DATASET ROWS
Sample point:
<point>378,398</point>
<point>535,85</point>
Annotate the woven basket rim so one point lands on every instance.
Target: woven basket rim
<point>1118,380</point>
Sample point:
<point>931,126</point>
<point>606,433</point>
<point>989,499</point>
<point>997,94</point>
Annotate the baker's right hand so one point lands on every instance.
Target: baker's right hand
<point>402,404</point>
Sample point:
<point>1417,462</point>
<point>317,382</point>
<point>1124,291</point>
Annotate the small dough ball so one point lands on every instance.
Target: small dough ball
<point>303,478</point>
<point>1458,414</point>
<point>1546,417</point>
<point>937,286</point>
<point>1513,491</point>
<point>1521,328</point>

==

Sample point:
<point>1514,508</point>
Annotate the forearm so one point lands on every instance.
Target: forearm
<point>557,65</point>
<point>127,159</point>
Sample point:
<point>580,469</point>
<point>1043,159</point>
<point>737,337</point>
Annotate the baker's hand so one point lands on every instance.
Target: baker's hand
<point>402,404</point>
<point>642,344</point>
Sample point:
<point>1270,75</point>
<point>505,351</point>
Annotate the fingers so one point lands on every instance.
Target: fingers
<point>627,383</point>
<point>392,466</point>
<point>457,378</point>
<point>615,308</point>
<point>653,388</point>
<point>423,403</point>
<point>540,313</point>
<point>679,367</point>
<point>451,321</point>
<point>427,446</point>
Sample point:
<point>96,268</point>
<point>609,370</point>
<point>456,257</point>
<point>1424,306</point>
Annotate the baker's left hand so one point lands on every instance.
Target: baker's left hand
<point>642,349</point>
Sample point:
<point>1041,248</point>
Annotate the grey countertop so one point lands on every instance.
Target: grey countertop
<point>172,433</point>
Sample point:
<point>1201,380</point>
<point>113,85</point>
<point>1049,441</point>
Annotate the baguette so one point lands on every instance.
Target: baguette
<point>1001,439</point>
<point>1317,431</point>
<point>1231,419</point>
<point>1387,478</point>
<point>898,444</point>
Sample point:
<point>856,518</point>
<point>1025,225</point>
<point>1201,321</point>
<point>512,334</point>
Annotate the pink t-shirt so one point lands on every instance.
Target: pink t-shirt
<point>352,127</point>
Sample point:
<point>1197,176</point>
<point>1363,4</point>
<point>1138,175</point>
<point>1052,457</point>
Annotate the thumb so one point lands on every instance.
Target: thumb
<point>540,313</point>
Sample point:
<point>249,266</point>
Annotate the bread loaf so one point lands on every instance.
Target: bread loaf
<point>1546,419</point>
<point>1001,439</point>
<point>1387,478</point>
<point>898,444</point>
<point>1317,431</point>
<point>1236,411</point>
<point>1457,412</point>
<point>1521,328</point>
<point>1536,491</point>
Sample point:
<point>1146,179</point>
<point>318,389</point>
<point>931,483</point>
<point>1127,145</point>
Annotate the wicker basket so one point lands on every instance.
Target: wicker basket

==

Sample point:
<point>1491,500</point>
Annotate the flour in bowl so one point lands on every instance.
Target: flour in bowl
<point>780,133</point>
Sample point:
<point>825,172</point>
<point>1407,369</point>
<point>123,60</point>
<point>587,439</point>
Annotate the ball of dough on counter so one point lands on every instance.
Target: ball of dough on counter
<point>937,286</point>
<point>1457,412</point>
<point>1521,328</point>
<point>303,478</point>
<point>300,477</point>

TASK DESCRIPTION
Identify every line in the records above that contains the string "ball", and copy each of those lines in full.

SOLUTION BELOW
Annotate the small dough ball so one point lands on every instance.
Target: small dough ball
Annotate the ball of dough on counter so one point lands on every instance.
Target: ball of dough on counter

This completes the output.